■ Problem description
Copy the records below word for word, starting with the line that contains "Specifically, locate white" and continuing through the end of the records, including both the first and the last line.

══ Records shown ══

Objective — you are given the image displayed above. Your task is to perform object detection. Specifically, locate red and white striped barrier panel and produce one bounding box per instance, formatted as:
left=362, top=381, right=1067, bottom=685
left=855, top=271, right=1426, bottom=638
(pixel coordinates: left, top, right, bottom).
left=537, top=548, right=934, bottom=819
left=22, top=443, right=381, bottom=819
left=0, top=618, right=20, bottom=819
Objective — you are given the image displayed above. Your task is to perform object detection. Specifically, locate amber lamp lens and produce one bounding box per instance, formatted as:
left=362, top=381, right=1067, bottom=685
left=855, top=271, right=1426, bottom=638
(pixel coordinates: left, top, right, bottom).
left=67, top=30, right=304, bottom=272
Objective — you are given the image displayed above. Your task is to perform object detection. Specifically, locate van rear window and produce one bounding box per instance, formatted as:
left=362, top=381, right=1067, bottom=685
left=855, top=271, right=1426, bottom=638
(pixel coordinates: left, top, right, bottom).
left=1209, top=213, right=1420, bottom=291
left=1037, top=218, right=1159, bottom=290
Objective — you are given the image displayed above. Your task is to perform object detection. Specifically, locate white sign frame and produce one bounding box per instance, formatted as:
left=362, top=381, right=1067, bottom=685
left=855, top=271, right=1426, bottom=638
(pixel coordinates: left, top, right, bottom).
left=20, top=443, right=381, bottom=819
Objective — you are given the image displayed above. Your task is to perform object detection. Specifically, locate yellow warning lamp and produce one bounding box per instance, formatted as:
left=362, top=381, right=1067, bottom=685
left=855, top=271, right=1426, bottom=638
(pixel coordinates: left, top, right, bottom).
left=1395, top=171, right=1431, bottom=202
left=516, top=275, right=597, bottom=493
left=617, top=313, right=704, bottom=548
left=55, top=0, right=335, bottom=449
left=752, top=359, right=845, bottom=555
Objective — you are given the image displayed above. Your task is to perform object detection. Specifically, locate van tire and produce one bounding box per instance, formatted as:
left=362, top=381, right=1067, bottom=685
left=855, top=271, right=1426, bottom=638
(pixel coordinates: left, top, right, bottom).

═══

■ Solved exercise
Objective — you are given the image displayed above. Your task is to perform object detection. Specifically, locate white sign frame and produce one bounding box per instance, formatted as:
left=362, top=381, right=1067, bottom=685
left=855, top=271, right=1426, bottom=638
(pixel coordinates: left, top, right, bottom).
left=20, top=443, right=381, bottom=819
Objective — you are given the image displayed above. Your task is to perform object detection. Specifically, locate yellow warning lamp and produce one bounding box per instance, formatted as:
left=362, top=381, right=1067, bottom=685
left=855, top=271, right=1426, bottom=638
(pixel coordinates: left, top, right, bottom).
left=1395, top=171, right=1431, bottom=202
left=516, top=275, right=597, bottom=493
left=617, top=313, right=704, bottom=548
left=55, top=0, right=335, bottom=449
left=752, top=359, right=845, bottom=555
Objective — you are given the image displayed above. Your task is to perform object detection. Specifically, locate van tire and produce one bounding box per instance, formatted as:
left=362, top=381, right=1067, bottom=685
left=855, top=271, right=1426, bottom=638
(pixel coordinates: left, top, right, bottom).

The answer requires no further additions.